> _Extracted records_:
# # # #

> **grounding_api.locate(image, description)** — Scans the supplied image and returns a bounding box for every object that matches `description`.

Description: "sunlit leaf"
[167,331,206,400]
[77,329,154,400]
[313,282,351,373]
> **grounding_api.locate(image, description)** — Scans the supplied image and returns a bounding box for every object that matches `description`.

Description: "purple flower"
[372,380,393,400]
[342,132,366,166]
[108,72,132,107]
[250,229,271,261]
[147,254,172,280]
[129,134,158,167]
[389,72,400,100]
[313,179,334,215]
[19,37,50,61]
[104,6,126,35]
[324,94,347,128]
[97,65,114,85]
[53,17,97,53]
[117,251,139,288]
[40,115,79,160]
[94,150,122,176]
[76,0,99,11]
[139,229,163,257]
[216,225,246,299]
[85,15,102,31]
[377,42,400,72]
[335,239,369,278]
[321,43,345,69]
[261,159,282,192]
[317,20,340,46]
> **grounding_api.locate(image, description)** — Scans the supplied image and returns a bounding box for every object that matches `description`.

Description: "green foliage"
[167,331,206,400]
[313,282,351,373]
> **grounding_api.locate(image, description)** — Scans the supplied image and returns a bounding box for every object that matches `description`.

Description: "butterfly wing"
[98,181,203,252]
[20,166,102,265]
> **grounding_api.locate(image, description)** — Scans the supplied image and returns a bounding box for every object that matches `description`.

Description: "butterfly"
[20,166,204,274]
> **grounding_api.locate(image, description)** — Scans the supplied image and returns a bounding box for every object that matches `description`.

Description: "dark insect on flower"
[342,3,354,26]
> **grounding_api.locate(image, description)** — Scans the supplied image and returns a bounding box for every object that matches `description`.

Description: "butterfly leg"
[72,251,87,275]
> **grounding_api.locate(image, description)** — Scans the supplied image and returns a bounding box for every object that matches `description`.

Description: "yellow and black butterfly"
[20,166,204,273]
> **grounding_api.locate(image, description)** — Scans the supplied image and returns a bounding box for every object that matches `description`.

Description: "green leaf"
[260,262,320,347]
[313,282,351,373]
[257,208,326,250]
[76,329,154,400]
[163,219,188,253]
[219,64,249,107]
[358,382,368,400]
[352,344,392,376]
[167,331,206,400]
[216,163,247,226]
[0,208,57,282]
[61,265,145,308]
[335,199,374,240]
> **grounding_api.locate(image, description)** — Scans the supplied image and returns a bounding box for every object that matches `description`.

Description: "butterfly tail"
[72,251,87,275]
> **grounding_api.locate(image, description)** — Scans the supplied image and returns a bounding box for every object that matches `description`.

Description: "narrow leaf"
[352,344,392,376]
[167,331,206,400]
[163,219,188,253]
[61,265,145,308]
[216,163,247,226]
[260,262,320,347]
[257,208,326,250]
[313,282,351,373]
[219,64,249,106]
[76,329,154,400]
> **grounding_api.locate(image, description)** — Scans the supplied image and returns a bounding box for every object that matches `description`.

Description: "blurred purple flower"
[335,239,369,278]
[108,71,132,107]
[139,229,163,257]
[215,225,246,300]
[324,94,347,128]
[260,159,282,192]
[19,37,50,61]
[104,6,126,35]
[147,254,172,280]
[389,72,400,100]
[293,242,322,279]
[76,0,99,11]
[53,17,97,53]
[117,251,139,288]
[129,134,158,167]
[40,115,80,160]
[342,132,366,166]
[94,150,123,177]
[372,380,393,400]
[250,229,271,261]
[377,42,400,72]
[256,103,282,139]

# # # #

> _Goal of the exercise_: Express every line of the data above as a Markdown table with two columns, Row and Text. Number each remaining line in order and leave out the blank lines.

> _Worked answer_:
| Row | Text |
|---|---|
| 1 | > **grounding_api.locate(image, description)** — Scans the supplied image and returns a bounding box for every object that matches `description`. |
| 2 | Description: "sunlit leaf" |
| 3 | [167,331,206,400] |
| 4 | [77,329,154,400] |
| 5 | [313,282,351,373] |
| 6 | > **grounding_api.locate(image, description)** — Scans the supplied image and returns a bounding box for every object that matches `description`. |
| 7 | Description: "purple flower" |
| 8 | [372,380,393,400] |
| 9 | [342,132,366,166] |
| 10 | [108,72,132,107] |
| 11 | [250,229,271,261] |
| 12 | [147,254,172,280] |
| 13 | [129,134,158,167] |
| 14 | [389,72,400,100] |
| 15 | [313,179,334,215] |
| 16 | [19,37,50,61] |
| 17 | [104,6,126,35] |
| 18 | [324,94,347,128] |
| 19 | [97,65,114,85] |
| 20 | [53,17,97,53] |
| 21 | [117,251,139,288] |
| 22 | [40,115,79,160] |
| 23 | [94,150,122,176] |
| 24 | [76,0,99,11] |
| 25 | [139,229,163,257] |
| 26 | [216,225,246,299] |
| 27 | [85,15,102,31] |
| 28 | [377,42,400,72] |
| 29 | [335,239,369,278] |
| 30 | [321,43,345,69] |
| 31 | [261,159,282,192] |
| 32 | [317,20,340,46] |
| 33 | > **grounding_api.locate(image, description)** — Scans the supplied image and returns a bounding box for every object that matches `description`. |
| 34 | Description: "green foliage" |
| 35 | [167,331,206,400] |
| 36 | [313,282,351,373] |
| 37 | > **grounding_api.locate(image, description)** — Scans the supplied image and returns a bounding box for every object that matches `description`. |
| 38 | Description: "butterfly wing" |
| 39 | [98,181,203,252] |
| 40 | [20,166,102,265] |
| 41 | > **grounding_api.locate(image, description)** — Scans the supplied image and returns a bounding box for every object that matches `description`. |
| 42 | Description: "butterfly" |
| 43 | [20,166,204,274] |
| 44 | > **grounding_api.locate(image, description)** — Scans the supplied image and returns a bounding box for every object that matches `description`. |
| 45 | Description: "dark insect on flower" |
| 46 | [342,3,354,26] |
| 47 | > **grounding_api.locate(image, description)** — Scans the supplied image and returns a bounding box for every object that matches `description`. |
| 48 | Description: "butterfly leg" |
| 49 | [72,251,87,275] |
| 50 | > **grounding_api.locate(image, description)** — Scans the supplied image and returns a bounding box for every object that matches `description`. |
| 51 | Description: "yellow and black butterfly" |
| 52 | [20,166,204,273] |
| 53 | > **grounding_api.locate(image, description)** — Scans the supplied image and returns a bounding box for every object that matches `description`. |
| 54 | Description: "green leaf" |
| 55 | [260,262,320,347] |
| 56 | [313,282,351,373] |
| 57 | [257,208,326,250] |
| 58 | [76,329,154,400] |
| 59 | [163,219,188,253] |
| 60 | [219,64,249,107] |
| 61 | [358,382,368,400] |
| 62 | [352,344,392,376] |
| 63 | [167,331,206,400] |
| 64 | [216,163,247,226] |
| 65 | [0,208,57,282] |
| 66 | [61,265,145,308] |
| 67 | [335,199,374,240] |
| 68 | > **grounding_api.locate(image, description)** — Scans the supplied image and returns a bounding box for every object that matches `description`. |
| 69 | Description: "butterfly tail" |
| 70 | [72,251,87,275] |
| 71 | > **grounding_api.locate(image, description)** — Scans the supplied image and returns a bounding box for every object that matches `description`. |
| 72 | Description: "narrow leaf" |
| 73 | [352,344,392,376] |
| 74 | [167,331,206,400] |
| 75 | [163,219,188,253] |
| 76 | [61,265,145,308] |
| 77 | [216,163,247,226] |
| 78 | [260,262,320,347] |
| 79 | [257,208,326,250] |
| 80 | [313,282,351,373] |
| 81 | [219,64,249,106] |
| 82 | [76,329,154,400] |
| 83 | > **grounding_api.locate(image, description)** — Scans the supplied image and returns a bounding box for every object that matches `description`. |
| 84 | Description: "blurred purple flower" |
| 85 | [335,239,369,278] |
| 86 | [108,71,132,107] |
| 87 | [139,229,163,257] |
| 88 | [215,225,246,300] |
| 89 | [324,94,347,128] |
| 90 | [260,159,282,192] |
| 91 | [19,37,50,61] |
| 92 | [104,6,126,35] |
| 93 | [147,254,172,280] |
| 94 | [389,72,400,100] |
| 95 | [293,242,322,279] |
| 96 | [76,0,99,11] |
| 97 | [53,17,97,53] |
| 98 | [117,251,139,288] |
| 99 | [129,134,158,167] |
| 100 | [40,115,80,160] |
| 101 | [342,132,366,166] |
| 102 | [94,150,123,177] |
| 103 | [372,380,393,400] |
| 104 | [250,229,271,261] |
| 105 | [377,42,400,72] |
| 106 | [256,103,282,139] |